### Task instructions
Transcribe the tail of the listing: start at the line containing "Point out every instance of the nurse's smiling" and stop after the last line, keeping every character as is and adding nothing.

### Data shown
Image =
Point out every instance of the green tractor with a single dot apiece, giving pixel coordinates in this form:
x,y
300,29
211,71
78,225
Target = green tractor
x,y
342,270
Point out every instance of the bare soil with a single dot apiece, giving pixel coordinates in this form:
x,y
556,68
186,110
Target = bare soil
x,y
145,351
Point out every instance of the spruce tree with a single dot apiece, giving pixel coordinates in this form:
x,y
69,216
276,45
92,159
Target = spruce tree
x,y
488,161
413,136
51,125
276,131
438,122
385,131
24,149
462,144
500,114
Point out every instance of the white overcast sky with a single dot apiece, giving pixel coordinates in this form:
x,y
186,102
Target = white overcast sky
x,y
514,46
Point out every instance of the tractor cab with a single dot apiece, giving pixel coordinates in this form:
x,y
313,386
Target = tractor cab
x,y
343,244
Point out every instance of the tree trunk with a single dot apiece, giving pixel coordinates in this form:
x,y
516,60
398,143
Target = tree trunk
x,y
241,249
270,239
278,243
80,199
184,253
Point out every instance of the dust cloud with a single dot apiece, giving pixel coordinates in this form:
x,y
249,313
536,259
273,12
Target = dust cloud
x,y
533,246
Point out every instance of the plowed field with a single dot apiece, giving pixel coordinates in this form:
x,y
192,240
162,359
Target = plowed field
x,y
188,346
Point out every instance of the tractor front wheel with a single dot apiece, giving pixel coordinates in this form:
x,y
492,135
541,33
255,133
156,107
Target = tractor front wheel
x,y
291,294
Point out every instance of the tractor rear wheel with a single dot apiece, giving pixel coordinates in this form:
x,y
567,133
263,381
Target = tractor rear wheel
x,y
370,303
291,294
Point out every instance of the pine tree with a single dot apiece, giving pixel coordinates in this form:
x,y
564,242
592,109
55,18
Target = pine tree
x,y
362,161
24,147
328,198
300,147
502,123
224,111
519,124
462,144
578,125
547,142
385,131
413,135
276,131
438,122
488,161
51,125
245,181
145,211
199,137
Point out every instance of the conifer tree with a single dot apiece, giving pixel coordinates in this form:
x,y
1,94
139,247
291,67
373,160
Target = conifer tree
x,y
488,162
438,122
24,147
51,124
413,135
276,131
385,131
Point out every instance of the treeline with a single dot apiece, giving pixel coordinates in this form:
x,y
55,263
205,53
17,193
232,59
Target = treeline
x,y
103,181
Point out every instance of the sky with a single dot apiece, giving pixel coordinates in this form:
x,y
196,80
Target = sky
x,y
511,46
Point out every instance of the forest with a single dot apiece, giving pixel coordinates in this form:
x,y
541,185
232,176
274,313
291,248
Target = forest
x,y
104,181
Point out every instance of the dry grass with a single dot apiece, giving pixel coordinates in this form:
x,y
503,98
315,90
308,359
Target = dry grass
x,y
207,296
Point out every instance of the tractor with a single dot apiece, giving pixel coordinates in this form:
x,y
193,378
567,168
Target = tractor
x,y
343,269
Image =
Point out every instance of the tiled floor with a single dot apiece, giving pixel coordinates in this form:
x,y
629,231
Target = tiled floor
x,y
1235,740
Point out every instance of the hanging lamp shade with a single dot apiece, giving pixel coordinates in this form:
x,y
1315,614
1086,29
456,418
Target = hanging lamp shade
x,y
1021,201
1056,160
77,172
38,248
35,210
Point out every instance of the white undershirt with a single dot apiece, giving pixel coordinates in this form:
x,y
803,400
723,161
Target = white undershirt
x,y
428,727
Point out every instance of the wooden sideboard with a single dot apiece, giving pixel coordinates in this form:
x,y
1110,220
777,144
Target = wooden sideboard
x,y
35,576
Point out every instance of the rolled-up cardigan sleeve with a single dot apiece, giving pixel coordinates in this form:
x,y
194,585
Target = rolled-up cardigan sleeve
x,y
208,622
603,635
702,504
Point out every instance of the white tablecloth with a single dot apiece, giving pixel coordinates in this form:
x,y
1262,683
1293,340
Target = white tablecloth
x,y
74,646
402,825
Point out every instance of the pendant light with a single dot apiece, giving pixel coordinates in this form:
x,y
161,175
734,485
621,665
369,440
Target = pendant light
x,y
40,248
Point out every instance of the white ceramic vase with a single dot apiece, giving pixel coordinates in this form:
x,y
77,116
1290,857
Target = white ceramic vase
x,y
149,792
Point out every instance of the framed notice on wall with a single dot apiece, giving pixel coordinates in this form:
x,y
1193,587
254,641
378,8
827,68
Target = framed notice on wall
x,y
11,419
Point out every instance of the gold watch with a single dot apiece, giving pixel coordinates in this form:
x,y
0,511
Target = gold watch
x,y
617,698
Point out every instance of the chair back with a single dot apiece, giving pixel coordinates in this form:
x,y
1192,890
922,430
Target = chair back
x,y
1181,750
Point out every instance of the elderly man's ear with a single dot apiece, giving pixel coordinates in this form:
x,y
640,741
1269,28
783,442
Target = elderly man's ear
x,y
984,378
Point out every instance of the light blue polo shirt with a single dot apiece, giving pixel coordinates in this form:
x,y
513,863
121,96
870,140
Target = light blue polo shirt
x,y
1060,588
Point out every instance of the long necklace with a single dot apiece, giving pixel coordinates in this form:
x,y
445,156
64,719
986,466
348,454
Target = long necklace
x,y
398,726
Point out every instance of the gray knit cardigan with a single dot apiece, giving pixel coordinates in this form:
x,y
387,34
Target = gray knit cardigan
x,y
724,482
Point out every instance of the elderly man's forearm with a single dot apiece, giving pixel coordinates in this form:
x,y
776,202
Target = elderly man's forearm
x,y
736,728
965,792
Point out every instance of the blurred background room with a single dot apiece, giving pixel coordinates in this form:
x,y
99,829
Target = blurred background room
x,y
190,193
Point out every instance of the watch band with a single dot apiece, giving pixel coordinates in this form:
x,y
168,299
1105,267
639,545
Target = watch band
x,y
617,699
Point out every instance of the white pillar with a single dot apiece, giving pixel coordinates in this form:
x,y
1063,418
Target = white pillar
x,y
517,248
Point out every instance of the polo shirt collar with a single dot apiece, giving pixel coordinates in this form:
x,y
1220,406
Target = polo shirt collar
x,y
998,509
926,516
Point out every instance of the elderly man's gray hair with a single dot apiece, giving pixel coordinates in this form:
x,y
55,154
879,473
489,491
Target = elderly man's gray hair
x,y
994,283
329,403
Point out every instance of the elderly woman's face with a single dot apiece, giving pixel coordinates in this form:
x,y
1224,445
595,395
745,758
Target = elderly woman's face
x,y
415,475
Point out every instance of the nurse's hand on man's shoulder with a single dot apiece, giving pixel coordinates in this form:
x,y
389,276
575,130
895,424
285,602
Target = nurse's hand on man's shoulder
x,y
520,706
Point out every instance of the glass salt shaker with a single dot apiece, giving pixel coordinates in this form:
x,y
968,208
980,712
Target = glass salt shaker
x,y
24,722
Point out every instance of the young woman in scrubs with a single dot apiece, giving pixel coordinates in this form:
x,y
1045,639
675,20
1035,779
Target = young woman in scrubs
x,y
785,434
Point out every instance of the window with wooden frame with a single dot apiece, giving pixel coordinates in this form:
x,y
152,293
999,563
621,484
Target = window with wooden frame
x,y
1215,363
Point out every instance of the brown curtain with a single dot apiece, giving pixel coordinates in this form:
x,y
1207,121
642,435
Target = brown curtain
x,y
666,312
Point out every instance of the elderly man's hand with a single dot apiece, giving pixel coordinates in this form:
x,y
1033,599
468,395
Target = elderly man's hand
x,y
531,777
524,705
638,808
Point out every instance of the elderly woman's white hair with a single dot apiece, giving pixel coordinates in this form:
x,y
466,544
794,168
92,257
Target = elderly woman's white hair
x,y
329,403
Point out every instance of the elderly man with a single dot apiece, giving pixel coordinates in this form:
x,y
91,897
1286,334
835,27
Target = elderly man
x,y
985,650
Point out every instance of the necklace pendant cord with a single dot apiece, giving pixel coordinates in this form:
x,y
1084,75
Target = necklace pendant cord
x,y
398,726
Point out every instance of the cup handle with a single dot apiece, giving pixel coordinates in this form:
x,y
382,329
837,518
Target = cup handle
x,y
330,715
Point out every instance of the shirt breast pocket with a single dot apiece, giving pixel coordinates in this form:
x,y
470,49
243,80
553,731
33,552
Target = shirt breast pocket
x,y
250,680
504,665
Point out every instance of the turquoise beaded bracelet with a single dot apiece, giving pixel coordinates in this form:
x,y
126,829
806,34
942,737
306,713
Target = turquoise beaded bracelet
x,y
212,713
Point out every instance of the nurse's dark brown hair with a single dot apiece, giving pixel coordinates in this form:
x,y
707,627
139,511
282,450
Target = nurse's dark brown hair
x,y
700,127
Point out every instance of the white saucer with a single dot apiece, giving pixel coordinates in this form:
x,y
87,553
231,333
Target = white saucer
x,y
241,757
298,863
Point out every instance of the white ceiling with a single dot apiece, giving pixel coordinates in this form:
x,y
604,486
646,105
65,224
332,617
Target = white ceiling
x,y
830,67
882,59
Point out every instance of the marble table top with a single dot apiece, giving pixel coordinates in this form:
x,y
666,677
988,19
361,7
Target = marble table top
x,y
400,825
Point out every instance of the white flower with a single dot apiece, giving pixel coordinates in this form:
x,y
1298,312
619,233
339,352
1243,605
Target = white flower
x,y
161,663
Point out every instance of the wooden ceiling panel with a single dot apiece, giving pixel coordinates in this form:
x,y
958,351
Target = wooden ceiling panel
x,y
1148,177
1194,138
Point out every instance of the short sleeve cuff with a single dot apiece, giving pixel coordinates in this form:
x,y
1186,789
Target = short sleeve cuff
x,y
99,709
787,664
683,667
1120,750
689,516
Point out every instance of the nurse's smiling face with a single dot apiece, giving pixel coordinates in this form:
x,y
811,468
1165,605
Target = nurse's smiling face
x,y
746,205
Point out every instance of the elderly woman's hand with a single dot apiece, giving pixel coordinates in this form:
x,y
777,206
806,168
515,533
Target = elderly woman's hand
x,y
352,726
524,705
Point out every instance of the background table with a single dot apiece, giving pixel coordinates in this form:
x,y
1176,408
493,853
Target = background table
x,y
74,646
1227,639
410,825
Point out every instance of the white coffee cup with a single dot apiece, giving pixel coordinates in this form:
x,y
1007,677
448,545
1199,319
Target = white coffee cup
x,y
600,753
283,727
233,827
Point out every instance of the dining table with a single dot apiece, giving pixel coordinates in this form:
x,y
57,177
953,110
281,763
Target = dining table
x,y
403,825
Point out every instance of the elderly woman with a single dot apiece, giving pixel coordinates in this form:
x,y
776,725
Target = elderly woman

### Full response
Point out every instance of the nurse's smiling face with a single dot apiece, giving pixel coordinates in this form:
x,y
811,468
1165,605
Target = nurse's smiling face
x,y
746,205
Point out every instance of the elderly woman's hand with a single dot apiece, giving pixel coordinates in this form:
x,y
777,206
806,168
515,533
Target = elderly woman's hand
x,y
352,726
524,705
Point out every instance of the background table with a single dot apiece, giving pixel coordinates in this form:
x,y
1176,408
493,853
Target = background table
x,y
74,646
1227,639
410,825
Point out every instance of the white coffee cup with a single dot apiece, giving pixel coordinates in this form:
x,y
1007,677
448,545
1199,319
Target = white coffee cup
x,y
600,753
283,727
233,827
Point out every instance of the dining table with a single dot apiece, giving pixel coordinates in this form:
x,y
57,177
953,110
281,763
Target = dining table
x,y
403,825
Point out every instance of the elderly woman with a single dot apiece, giving pixel coordinates in this form:
x,y
776,725
Target = elderly woman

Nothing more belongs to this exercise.